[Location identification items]

++++

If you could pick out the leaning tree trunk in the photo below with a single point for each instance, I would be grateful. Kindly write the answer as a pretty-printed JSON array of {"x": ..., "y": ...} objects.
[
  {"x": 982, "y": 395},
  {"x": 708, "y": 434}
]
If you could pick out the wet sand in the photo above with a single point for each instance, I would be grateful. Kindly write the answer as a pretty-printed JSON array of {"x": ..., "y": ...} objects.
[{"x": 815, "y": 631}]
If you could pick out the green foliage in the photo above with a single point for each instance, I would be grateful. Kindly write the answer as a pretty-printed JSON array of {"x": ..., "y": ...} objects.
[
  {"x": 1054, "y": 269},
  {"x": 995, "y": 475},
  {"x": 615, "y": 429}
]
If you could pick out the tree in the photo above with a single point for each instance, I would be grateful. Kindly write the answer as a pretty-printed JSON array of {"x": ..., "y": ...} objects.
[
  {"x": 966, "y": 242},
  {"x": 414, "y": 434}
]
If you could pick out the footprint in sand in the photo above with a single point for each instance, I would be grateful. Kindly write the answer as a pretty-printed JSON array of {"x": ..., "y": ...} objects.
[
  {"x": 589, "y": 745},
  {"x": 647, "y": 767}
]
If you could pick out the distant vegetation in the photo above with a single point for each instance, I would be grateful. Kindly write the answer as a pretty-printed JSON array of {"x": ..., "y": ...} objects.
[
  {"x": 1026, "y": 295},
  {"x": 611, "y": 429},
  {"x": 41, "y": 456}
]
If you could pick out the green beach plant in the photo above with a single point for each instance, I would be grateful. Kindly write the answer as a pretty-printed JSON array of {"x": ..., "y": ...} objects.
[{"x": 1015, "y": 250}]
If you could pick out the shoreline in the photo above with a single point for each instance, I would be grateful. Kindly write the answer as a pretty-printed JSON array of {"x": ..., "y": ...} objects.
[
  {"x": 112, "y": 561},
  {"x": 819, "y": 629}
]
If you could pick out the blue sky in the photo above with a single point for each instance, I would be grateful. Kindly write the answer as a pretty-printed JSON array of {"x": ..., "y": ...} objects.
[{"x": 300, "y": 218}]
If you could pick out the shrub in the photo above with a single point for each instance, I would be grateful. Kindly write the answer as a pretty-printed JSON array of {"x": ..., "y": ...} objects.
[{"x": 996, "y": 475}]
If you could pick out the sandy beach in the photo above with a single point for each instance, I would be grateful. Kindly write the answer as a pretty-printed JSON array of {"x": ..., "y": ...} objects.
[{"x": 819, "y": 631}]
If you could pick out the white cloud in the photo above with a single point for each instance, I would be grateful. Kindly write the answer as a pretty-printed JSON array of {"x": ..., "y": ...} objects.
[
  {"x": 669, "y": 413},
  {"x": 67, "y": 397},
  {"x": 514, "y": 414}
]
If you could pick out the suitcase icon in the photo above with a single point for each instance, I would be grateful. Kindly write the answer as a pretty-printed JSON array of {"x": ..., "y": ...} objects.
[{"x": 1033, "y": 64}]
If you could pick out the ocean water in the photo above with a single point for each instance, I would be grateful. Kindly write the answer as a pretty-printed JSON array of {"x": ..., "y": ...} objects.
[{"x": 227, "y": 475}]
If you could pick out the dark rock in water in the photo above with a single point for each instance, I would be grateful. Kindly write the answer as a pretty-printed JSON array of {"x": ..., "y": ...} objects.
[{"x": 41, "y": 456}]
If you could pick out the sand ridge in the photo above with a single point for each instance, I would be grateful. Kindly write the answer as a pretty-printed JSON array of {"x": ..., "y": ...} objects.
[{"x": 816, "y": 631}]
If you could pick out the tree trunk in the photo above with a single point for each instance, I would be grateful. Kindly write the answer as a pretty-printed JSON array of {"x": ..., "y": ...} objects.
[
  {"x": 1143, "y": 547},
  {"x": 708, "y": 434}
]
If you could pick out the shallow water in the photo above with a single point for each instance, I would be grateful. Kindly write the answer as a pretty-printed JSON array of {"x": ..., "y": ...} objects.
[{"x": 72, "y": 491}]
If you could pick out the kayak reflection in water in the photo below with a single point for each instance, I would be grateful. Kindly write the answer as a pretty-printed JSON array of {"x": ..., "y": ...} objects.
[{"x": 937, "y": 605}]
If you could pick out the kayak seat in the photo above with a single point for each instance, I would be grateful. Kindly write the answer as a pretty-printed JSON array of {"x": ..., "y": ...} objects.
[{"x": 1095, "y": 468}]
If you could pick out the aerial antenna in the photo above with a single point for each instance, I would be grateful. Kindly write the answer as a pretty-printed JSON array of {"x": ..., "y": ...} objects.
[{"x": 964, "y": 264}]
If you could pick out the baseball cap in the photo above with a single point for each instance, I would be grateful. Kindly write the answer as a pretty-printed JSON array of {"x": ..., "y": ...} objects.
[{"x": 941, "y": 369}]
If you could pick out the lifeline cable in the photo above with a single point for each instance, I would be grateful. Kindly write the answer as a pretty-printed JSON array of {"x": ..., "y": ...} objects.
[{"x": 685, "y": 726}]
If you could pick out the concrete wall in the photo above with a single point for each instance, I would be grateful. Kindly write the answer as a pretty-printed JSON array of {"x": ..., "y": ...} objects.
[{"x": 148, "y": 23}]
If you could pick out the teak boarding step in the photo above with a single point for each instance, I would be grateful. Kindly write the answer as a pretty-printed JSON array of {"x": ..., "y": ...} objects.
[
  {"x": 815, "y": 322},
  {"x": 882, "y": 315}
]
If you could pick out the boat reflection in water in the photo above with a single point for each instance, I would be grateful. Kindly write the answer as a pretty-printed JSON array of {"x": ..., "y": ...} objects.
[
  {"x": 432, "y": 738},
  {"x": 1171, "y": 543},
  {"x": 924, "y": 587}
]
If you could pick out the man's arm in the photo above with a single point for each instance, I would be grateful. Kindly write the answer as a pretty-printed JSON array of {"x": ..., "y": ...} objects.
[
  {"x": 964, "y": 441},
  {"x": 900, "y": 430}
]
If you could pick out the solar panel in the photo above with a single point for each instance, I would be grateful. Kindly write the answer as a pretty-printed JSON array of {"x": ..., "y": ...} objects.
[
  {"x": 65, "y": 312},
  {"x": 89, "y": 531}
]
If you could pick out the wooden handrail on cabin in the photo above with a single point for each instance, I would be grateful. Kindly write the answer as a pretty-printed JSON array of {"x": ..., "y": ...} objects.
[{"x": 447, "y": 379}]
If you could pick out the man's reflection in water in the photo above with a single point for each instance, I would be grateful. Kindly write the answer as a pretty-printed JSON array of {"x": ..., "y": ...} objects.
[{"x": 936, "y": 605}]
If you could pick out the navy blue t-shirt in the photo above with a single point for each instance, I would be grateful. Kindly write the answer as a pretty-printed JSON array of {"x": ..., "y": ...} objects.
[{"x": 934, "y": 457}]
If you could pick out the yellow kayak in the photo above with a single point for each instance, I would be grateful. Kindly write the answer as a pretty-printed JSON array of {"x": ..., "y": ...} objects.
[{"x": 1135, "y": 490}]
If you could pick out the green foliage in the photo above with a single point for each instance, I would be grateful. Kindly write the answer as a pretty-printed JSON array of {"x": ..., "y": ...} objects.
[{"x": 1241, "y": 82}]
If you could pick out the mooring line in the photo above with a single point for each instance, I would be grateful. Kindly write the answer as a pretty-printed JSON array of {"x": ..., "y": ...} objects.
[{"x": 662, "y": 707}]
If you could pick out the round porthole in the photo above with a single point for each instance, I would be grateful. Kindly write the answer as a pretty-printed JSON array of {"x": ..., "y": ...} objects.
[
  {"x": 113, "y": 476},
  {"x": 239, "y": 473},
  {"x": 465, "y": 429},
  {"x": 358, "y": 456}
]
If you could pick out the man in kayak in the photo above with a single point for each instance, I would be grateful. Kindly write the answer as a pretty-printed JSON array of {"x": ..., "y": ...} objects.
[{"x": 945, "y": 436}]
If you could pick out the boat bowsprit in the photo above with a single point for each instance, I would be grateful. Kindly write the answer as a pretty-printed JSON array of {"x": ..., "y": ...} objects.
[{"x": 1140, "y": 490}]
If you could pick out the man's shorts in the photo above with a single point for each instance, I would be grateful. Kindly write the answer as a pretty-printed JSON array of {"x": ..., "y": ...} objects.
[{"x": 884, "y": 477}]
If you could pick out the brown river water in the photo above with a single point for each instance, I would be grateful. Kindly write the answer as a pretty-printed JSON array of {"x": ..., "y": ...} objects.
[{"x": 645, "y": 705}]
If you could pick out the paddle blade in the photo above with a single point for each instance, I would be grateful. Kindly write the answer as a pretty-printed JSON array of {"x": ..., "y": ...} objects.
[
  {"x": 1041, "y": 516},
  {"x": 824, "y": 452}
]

++++

* _PROBLEM REQUIREMENTS_
Duplicate, without changes, the portion of the data that starts at the line containing "If you could pick out the paddle" and runs through the end of the data, including both ends.

* _REPLY TO THE TASK_
If you could pick out the paddle blade in the photo above with a single point for each instance, I would be grateful. Kindly write the answer as a pretty-printed JSON array of {"x": ..., "y": ...} objects.
[
  {"x": 1041, "y": 516},
  {"x": 824, "y": 452}
]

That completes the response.